> _課題文_:
*****
駒子の備忘録

観劇記と乱読日記、愛蔵コミック・コラムなどなど

『あわれ彼女は娼婦』

2016年06月27日 | 観劇記/タイトルあ行
 新国立劇場、2016年6月24日18時半。

 中世のイタリア、パルマ。勉学に優れ人格的にも非の打ちどころがないと将来を嘱望されるジョヴァンニ(浦井健治)は、尊敬する老修道士(大鷹明良)に、類まれな美貌の妹アナベラ(蒼井優)を女性として愛していると告白し、修道士の忠告も聞かずにアナベラに気持ちを伝えてしまう。愛するがゆえに道ならぬ恋に身をゆだねるふたりの運命は…
 作/ジョン・フォード、翻訳/小田島雄志、演出/栗山民也、美術/松井るみ。マリンバ/中村友子。1632年初演の、いわゆるエリザベス朝演劇の一作。全2幕。

 タイトルは聞いたことがあって、興味はあったのですがチケット入手まで動かないでいたところ、お友達にお誘いいただいたので出かけてきました。舞台を横切る大きな十字がこちらの方にまっすぐ伸びる下手奥の席で、たいそう観やすかったです。お世話になりました。
*****
> _提供データ_:
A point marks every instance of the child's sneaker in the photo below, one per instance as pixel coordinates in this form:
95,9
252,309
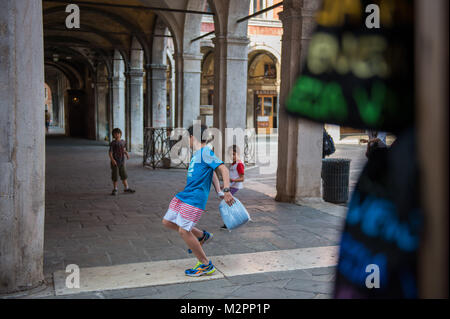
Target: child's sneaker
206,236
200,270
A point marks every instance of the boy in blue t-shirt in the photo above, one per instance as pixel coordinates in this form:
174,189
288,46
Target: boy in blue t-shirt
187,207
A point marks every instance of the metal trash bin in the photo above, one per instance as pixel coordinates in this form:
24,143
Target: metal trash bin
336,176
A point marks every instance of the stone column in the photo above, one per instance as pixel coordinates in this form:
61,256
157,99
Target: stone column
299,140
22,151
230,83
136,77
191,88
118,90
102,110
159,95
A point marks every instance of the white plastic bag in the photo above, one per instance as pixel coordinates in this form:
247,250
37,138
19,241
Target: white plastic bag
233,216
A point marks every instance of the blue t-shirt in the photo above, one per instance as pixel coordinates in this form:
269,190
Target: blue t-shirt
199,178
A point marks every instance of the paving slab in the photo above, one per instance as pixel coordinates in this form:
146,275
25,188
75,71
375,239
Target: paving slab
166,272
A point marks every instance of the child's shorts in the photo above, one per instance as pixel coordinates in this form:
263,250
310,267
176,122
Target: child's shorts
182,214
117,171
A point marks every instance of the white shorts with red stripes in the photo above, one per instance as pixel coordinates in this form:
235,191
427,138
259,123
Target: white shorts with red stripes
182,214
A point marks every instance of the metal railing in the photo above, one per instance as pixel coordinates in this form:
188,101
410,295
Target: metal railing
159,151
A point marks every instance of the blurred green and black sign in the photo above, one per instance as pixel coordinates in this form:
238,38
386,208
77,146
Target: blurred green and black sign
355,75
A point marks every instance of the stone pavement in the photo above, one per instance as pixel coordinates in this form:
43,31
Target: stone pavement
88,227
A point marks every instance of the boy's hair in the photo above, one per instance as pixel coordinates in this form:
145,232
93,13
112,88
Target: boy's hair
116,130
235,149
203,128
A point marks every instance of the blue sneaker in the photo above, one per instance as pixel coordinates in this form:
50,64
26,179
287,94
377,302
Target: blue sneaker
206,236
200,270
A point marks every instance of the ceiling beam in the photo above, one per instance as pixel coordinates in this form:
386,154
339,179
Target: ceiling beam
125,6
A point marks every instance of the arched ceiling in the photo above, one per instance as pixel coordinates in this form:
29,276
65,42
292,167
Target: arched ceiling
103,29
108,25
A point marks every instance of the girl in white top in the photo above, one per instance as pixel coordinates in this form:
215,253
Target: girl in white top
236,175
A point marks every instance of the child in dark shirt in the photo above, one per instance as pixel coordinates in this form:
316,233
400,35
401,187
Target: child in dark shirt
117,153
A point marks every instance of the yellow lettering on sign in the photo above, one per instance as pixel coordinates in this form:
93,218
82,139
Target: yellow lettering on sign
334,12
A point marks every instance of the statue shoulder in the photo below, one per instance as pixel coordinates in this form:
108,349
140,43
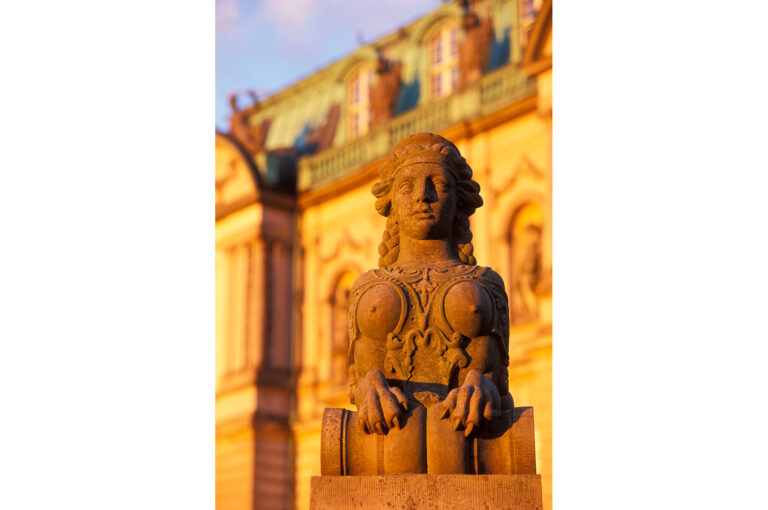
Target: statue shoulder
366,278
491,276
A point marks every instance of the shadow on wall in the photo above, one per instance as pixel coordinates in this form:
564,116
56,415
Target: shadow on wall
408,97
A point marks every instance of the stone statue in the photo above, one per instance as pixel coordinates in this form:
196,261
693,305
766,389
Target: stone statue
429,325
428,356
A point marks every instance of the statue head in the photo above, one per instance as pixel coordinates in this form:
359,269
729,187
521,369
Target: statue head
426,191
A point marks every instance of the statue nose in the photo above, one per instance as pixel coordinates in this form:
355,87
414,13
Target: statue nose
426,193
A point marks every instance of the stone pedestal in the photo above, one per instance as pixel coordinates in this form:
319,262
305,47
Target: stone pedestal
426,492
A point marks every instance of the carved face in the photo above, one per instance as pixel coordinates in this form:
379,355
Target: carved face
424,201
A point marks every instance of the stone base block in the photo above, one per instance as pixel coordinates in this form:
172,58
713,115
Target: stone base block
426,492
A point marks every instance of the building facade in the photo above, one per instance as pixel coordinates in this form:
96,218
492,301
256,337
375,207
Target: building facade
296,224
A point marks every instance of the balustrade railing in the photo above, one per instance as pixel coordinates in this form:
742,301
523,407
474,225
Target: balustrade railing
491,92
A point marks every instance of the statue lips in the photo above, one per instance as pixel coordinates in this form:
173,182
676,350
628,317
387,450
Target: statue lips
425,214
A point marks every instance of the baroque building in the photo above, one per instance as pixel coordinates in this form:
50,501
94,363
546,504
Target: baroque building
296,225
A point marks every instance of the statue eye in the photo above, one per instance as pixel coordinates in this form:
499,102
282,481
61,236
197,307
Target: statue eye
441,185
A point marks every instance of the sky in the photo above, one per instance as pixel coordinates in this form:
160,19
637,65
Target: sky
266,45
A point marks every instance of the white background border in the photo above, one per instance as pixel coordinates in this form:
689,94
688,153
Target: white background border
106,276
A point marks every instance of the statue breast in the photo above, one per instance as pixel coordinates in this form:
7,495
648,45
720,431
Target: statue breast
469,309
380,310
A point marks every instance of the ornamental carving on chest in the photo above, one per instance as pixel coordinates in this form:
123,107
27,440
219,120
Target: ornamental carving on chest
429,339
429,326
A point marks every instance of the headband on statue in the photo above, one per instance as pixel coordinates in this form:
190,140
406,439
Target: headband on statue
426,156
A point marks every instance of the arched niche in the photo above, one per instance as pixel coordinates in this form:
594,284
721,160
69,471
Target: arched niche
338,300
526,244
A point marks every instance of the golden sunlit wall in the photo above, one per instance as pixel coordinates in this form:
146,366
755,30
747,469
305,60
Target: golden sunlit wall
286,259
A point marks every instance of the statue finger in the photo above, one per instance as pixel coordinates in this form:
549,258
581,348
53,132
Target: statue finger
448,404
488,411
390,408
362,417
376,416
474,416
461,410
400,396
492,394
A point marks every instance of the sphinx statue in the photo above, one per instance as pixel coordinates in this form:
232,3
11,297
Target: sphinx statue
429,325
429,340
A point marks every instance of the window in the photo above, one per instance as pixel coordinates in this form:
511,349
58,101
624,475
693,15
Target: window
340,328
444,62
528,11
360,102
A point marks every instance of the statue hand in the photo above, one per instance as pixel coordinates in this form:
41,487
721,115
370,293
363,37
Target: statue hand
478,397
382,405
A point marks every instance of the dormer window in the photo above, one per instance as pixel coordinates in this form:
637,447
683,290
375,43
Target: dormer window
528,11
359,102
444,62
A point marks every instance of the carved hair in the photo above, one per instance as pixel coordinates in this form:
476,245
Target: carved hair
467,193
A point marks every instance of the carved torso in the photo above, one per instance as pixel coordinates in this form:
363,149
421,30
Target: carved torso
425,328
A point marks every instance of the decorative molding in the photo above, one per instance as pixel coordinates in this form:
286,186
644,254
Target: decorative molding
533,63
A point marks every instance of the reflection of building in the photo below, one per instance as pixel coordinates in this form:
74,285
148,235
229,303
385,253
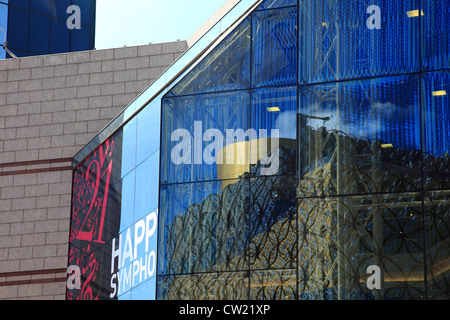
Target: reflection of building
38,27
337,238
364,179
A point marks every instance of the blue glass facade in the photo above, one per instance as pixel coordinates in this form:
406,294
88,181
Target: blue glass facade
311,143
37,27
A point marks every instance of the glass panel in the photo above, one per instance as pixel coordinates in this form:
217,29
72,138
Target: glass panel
*****
『あわれ彼女は娼婦』の観劇記である上の課題文を、一字一句変えずに全文打ち直しなさい。

> _解答例_:
駒子の備忘録

観劇記と乱読日記、愛蔵コミック・コラムなどなど

『あわれ彼女は娼婦』

2016年06月27日 | 観劇記/タイトルあ行
 新国立劇場、2016年6月24日18時半。

 中世のイタリア、パルマ。勉学に優れ人格的にも非の打ちどころがないと将来を嘱望されるジョヴァンニ(浦井健治)は、尊敬する老修道士(大鷹明良)に、類まれな美貌の妹アナベラ(蒼井優)を女性として愛していると告白し、修道士の忠告も聞かずにアナベラに気持ちを伝えてしまう。愛するがゆえに道ならぬ恋に身をゆだねるふたりの運命は…
 作/ジョン・フォード、翻訳/小田島雄志、演出/栗山民也、美術/松井るみ。マリンバ/中村友子。1632年初演の、いわゆるエリザベス朝演劇の一作。全2幕。

 タイトルは聞いたことがあって、興味はあったのですがチケット入手まで動かないでいたところ、お友達にお誘いいただいたので出かけてきました。舞台を横切る大きな十字がこちらの方にまっすぐ伸びる下手奥の席で、たいそう観やすかったです。お世話になりました。